Job: Update the records below by replacing "disc" with "circle" wherever it occurs, leaving everything else unchanged.

Data to process:
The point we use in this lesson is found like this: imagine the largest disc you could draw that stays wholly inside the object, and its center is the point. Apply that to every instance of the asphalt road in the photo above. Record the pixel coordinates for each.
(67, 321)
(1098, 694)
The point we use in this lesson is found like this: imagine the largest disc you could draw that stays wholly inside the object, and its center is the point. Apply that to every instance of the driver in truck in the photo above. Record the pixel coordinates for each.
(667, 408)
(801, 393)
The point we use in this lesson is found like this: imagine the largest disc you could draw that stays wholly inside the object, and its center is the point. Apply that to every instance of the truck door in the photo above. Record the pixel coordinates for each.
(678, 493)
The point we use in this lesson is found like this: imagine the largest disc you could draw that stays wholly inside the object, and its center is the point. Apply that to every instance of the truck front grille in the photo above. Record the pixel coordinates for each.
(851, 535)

Solution for this task:
The point we use in this lesson is found like this: imagine the largest circle you could draw that stays wholly inside the object, and its center is the point. Apply that to every instance of the asphalt road in the photo above. Record the pixel coordinates for each.
(67, 321)
(1098, 694)
The point we use in this lesson is found like this: imagine the largest circle you could draw that stays wholly inside the object, and its center is the point. Apply that to every instance of the driver in truck in the photo above. Record the pixel coordinates for each.
(667, 408)
(801, 393)
The point we use in this lesson is found like this: imagine the largest circle you could draw that stays wholly inside the object, and its center is the point. Apply that to every instance of the truck door in the photo above. Record the pixel coordinates for each.
(678, 493)
The point we use in this lesson is found like this: imagine the largest circle you could draw that stays wholly inside the object, and its center is the point. Apply that to every instance of the truck front grille in the photo above. Record the pixel coordinates for each.
(851, 535)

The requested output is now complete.